Make an exact copy of the records below, excluding images.

▶ Photo-based referring expression data
• • •

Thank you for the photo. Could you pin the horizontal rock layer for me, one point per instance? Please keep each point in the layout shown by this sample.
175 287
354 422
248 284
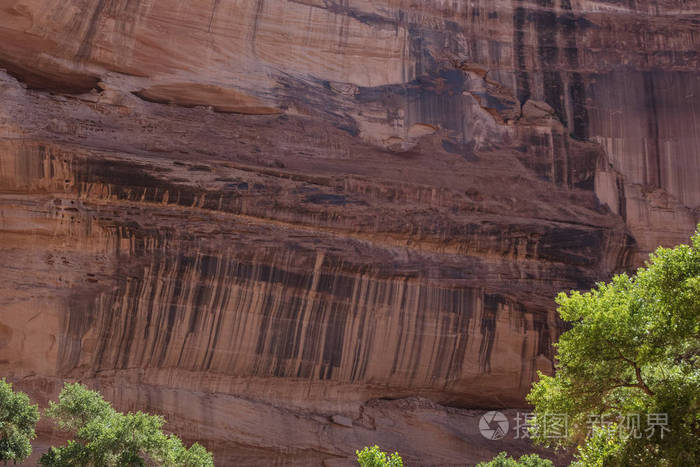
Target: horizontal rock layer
256 216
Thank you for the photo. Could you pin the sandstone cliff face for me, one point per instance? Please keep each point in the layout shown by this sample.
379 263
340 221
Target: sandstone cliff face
251 216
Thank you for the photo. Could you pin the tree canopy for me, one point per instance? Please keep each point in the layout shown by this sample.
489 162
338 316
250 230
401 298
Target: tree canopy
105 437
18 418
628 370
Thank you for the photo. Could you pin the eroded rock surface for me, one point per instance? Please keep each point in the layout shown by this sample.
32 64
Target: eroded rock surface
261 217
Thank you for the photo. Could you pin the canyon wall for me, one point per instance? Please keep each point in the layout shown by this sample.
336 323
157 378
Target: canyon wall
299 227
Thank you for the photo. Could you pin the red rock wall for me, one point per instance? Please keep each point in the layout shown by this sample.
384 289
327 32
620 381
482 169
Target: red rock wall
253 215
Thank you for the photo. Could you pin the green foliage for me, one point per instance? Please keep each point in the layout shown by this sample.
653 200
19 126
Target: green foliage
18 418
633 348
105 437
375 457
530 460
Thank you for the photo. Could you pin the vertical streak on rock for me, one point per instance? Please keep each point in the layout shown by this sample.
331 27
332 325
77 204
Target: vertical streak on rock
259 7
88 40
548 53
577 87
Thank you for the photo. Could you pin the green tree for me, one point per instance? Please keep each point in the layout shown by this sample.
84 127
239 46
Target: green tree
105 437
529 460
375 457
631 358
18 418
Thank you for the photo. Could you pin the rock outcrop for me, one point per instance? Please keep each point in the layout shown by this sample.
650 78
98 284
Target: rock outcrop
274 221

• • •

▶ Answer box
Thank you for the photo. Could you pin the horizontal rock layer for me, one point per instance? Please keep each point in the layout shown by this sample.
175 287
354 422
248 284
Target: horizontal rock layer
256 216
Thank you for the photo. Could you pin the sandstone cliff face for me, one point per instance? Please keep each point in the layout shown by this sample.
379 263
340 221
Target: sandstone cliff face
251 216
Thank you for the photo. Could you pin the tree canopy for me, one point per instance? Please keep each point in the layout shown by this sample.
489 162
338 316
250 230
401 298
Target: tree canopy
105 437
18 418
628 370
Thank you for the photo. Could you pin the eroded rock surface for me, one point per instance? Please keep each point in the layout shown by this sample.
32 64
Target: eroded rock surface
261 217
Thank you for the photo. Could you pin the canyon wall for me, one point per instance? Please keep each point in the layout shown by this sample.
336 323
157 378
Target: canyon wall
299 227
Thank you for the photo. Could you pin the red rock wall for me, one point per instance? Please keep each point in the layout shown by this sample.
384 289
327 32
620 381
482 169
Target: red rock wall
253 215
Thank you for the photo. Could you pin the green foliage for me, one point per instance? Please keep each point in the layout shown by this sample.
653 200
19 126
Target: green foliage
18 418
633 348
105 437
375 457
530 460
Thank you for the photo. Could you pin the vertical streak on rock for me, one point per instance? Please keep each point in the layout shown by this sample.
331 27
332 325
77 204
Target: vertical streak on rock
259 7
88 40
548 53
577 87
Thank you for the photo. Could you pin the green tree for me, one point per instance? Please keep each point in the layout shown by this sample.
84 127
239 46
Target: green tree
105 437
529 460
375 457
631 358
18 418
Thank you for the photo. Could you pin the rock outcrop for me, one point per instance? Please keep each point in the layout shown by this sample.
650 78
98 284
Target: rock outcrop
274 221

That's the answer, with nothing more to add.